Stated goal:
Return every line of the entries below that contains the string "reflection", copying each such line in full.

[Raw records]
────
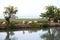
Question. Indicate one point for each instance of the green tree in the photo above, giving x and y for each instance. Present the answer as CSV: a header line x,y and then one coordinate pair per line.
x,y
9,11
51,12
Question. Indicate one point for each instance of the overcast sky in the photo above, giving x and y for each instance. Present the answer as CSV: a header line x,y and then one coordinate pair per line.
x,y
28,8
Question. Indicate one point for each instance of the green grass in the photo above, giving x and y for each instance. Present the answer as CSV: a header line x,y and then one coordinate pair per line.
x,y
26,19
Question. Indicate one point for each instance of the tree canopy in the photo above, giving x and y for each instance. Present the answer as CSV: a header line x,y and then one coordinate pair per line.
x,y
51,12
9,11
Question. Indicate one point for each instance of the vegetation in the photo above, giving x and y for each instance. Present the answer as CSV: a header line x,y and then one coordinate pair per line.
x,y
9,11
51,12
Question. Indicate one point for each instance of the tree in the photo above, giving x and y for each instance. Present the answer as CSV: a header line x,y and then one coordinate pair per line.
x,y
9,11
51,12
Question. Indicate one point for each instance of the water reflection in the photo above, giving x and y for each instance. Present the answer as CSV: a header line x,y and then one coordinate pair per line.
x,y
32,34
52,34
10,36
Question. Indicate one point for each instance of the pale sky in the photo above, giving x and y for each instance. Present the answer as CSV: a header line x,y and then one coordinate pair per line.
x,y
28,8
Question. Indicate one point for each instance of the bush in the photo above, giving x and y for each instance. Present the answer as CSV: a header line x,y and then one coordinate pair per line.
x,y
33,24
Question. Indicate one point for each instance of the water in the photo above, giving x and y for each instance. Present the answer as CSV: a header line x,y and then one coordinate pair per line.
x,y
31,34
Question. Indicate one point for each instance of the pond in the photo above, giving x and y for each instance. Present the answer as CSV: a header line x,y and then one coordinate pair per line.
x,y
31,34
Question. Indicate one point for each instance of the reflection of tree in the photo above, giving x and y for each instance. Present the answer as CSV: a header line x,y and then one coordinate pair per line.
x,y
53,34
10,34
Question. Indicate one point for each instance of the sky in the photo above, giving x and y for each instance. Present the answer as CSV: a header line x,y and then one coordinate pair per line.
x,y
28,8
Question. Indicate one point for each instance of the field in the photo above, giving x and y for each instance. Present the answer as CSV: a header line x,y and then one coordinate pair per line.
x,y
24,19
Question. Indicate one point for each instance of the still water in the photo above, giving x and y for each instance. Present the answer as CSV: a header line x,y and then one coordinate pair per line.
x,y
31,34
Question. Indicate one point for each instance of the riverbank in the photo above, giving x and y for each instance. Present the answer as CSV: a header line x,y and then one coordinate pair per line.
x,y
22,26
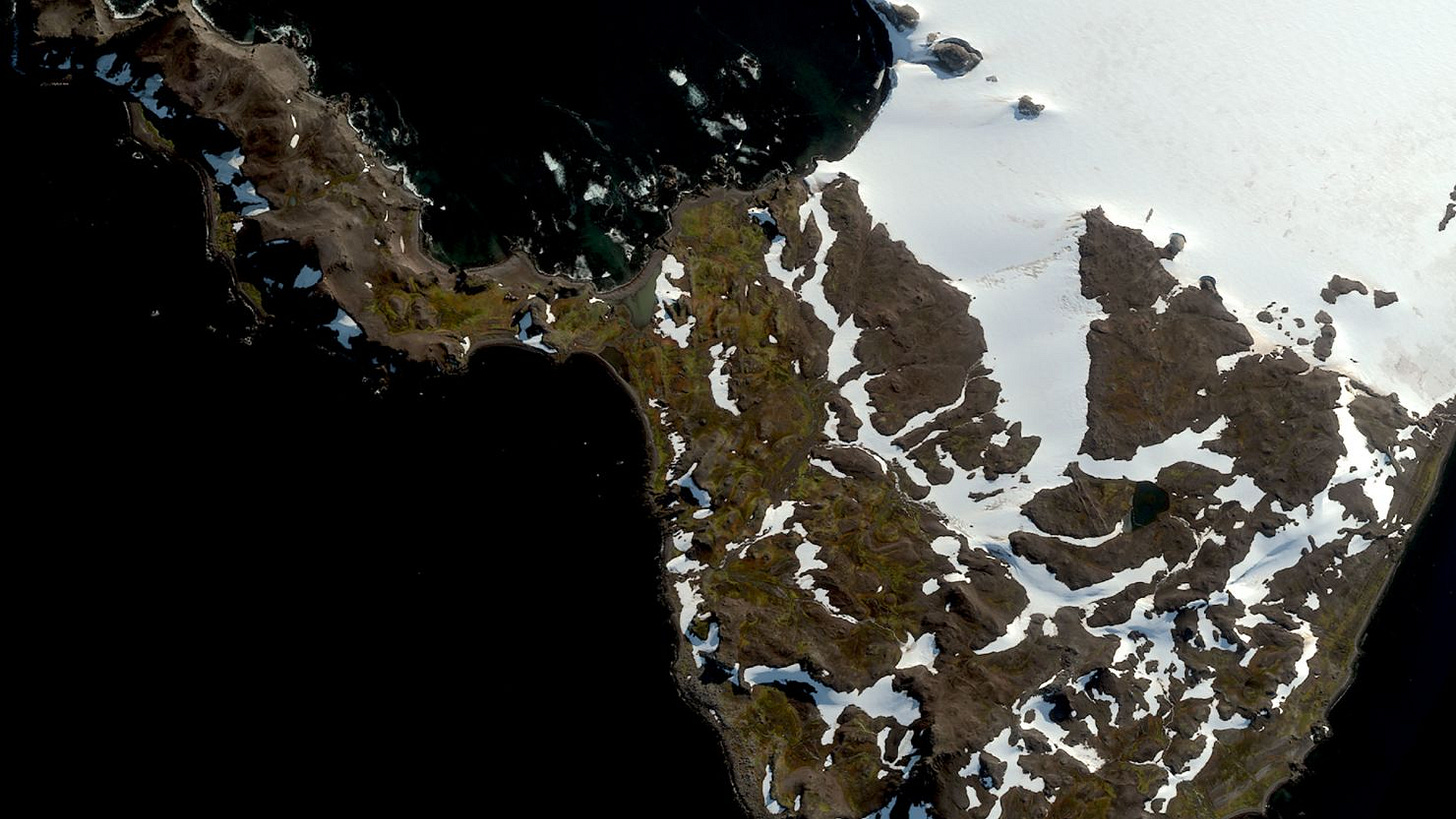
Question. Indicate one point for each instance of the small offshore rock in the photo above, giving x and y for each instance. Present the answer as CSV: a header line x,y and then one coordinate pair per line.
x,y
955,56
1028,110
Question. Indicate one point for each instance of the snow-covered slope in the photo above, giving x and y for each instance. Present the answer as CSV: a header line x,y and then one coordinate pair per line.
x,y
1287,142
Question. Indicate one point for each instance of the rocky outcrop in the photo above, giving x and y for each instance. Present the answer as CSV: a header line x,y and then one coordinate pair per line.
x,y
901,16
1338,286
955,56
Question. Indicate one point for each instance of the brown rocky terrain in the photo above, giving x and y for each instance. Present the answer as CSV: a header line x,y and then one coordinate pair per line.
x,y
855,643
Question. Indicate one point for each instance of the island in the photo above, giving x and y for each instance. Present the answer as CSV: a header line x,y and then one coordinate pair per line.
x,y
893,590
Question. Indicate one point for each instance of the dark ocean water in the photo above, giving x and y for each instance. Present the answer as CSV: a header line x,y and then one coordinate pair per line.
x,y
478,99
286,574
331,573
1394,730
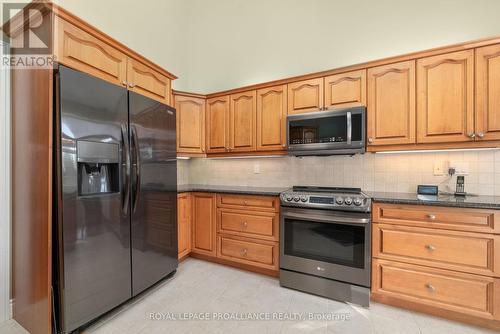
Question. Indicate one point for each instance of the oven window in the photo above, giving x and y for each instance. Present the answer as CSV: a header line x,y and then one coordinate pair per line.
x,y
325,242
321,130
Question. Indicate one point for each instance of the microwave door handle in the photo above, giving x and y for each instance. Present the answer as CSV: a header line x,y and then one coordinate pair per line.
x,y
333,219
349,128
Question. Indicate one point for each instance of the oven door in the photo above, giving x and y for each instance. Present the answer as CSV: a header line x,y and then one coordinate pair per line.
x,y
327,132
330,244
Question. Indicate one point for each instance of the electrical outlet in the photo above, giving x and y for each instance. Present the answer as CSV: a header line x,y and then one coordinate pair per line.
x,y
440,168
256,168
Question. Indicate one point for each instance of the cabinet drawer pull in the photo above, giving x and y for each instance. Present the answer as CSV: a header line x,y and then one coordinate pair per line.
x,y
430,247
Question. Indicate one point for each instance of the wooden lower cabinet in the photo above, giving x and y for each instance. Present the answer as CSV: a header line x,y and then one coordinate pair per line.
x,y
184,220
461,251
460,293
232,229
203,234
259,253
439,260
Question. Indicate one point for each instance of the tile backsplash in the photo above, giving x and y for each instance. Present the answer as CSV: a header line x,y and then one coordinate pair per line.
x,y
394,172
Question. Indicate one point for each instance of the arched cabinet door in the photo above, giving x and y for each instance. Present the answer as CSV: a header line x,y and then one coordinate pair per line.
x,y
305,96
242,119
217,119
345,90
190,124
271,118
445,98
391,104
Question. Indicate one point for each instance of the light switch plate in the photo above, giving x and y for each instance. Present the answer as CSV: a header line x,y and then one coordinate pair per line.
x,y
461,167
440,168
256,168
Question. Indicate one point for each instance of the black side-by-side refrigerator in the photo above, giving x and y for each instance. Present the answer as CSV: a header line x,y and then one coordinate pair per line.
x,y
115,188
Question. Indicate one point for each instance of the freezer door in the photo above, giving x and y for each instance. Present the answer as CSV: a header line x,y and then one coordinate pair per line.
x,y
93,228
153,192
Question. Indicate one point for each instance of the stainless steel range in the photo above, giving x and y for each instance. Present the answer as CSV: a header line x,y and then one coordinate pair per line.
x,y
325,242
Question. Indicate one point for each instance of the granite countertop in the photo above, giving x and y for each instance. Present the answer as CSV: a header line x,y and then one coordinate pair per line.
x,y
269,191
471,201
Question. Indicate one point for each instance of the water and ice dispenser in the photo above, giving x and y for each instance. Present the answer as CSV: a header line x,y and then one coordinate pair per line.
x,y
98,167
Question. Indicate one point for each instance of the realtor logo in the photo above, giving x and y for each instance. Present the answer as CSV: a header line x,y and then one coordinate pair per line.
x,y
27,30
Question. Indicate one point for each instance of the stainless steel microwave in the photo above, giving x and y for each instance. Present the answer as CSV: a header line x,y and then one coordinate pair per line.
x,y
340,131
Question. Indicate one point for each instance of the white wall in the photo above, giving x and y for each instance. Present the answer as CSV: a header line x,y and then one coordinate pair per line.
x,y
232,43
4,193
223,44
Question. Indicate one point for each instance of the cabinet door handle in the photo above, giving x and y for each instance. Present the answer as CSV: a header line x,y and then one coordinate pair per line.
x,y
430,247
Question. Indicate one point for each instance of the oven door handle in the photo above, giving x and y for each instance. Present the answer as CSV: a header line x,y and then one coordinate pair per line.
x,y
329,218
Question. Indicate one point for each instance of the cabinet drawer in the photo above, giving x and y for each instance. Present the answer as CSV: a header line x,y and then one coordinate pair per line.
x,y
263,254
84,52
247,202
460,219
465,293
259,225
462,251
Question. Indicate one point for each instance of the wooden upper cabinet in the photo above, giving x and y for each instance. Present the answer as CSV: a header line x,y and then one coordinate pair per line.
x,y
345,89
146,81
391,104
488,93
217,119
184,214
242,119
204,224
305,96
82,51
445,98
190,124
271,118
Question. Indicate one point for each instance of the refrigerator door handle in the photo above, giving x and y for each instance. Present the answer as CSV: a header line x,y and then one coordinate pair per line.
x,y
137,165
126,167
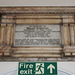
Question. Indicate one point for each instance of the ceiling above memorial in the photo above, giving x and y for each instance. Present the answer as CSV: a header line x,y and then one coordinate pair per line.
x,y
39,10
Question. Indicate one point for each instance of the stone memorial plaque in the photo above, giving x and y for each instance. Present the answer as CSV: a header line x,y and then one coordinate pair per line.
x,y
37,35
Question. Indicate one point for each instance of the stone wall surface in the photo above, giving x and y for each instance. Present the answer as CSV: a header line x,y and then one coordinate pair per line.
x,y
12,16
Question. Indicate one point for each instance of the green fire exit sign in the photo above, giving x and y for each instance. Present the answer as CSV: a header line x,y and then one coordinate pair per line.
x,y
37,68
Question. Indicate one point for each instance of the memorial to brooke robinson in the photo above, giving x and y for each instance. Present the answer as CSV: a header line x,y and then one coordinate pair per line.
x,y
37,32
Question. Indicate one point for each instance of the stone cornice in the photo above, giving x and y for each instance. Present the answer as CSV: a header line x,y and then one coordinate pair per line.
x,y
38,10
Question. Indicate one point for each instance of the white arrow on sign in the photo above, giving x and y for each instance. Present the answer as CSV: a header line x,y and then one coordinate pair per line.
x,y
51,67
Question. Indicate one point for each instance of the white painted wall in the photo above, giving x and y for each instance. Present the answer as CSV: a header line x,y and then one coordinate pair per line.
x,y
37,2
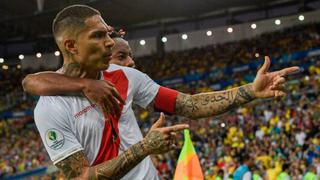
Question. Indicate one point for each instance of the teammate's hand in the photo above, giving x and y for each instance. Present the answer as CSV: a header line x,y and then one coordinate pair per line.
x,y
271,84
162,139
104,95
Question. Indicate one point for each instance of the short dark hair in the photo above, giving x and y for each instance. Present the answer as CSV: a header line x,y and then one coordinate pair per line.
x,y
72,18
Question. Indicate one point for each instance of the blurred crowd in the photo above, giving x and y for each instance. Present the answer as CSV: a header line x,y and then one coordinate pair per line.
x,y
21,146
272,137
204,59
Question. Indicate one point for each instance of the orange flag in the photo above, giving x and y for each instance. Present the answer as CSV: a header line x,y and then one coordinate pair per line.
x,y
188,166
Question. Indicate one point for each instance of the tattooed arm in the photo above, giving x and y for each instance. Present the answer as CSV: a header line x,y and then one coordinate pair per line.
x,y
77,166
266,84
158,140
213,103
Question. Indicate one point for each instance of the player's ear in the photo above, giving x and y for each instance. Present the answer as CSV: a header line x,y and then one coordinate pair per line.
x,y
70,46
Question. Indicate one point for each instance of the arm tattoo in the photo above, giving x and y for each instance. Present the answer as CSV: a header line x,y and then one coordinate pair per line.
x,y
121,165
116,168
74,165
77,165
214,103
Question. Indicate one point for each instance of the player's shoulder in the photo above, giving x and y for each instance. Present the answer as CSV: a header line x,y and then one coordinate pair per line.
x,y
126,70
51,103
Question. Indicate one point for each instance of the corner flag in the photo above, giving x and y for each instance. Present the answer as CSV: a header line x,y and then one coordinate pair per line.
x,y
188,166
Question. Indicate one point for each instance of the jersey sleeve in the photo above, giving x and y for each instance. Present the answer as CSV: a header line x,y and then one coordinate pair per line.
x,y
51,119
145,89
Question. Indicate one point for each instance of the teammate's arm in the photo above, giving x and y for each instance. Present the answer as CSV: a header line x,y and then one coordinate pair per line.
x,y
266,84
158,140
103,93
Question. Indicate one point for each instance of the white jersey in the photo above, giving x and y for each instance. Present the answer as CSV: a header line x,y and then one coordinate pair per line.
x,y
68,124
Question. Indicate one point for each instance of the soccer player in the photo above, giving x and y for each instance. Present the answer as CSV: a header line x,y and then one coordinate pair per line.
x,y
81,140
136,87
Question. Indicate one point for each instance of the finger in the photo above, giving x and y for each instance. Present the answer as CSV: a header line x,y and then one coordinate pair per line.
x,y
116,94
279,87
173,134
108,105
159,122
288,71
104,109
115,105
175,128
279,81
265,66
280,93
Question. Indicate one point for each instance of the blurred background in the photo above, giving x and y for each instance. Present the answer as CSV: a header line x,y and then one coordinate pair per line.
x,y
192,46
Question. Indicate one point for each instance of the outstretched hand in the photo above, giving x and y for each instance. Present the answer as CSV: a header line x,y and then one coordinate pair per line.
x,y
271,84
162,139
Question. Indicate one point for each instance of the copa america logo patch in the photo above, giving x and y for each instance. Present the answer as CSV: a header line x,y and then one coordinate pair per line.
x,y
54,139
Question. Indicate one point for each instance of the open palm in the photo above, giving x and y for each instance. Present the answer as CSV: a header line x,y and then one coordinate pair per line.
x,y
271,84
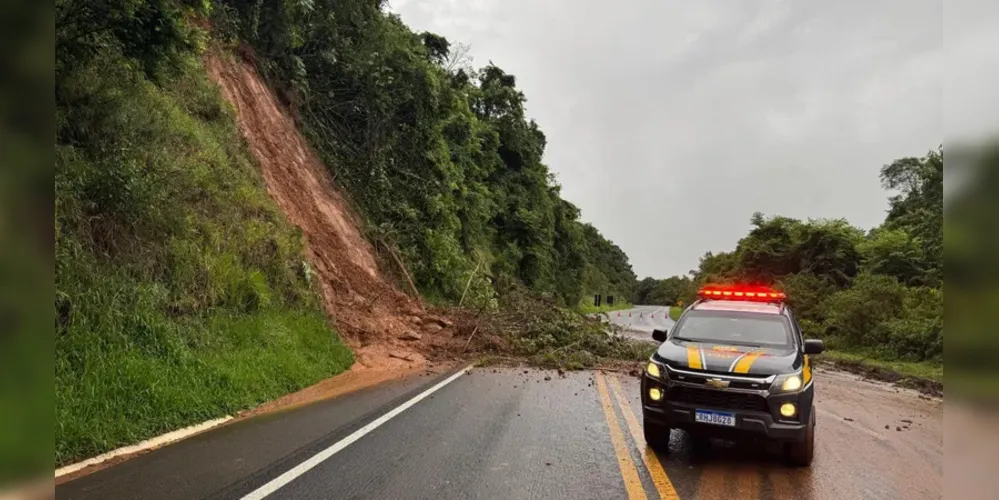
────
Response to the exercise:
Question. Indicate one point for each instance of the water reflection in the photo above, giving x and y for each instance. Present the answer as CSV: a header line x,y and then one coordinate pair per line.
Question. Indicate one point for each instance of the reflection of tree in the photo above, giving x and y for each instance. Present the answer as CSV: a header line x,y and then one coordinate pair per line.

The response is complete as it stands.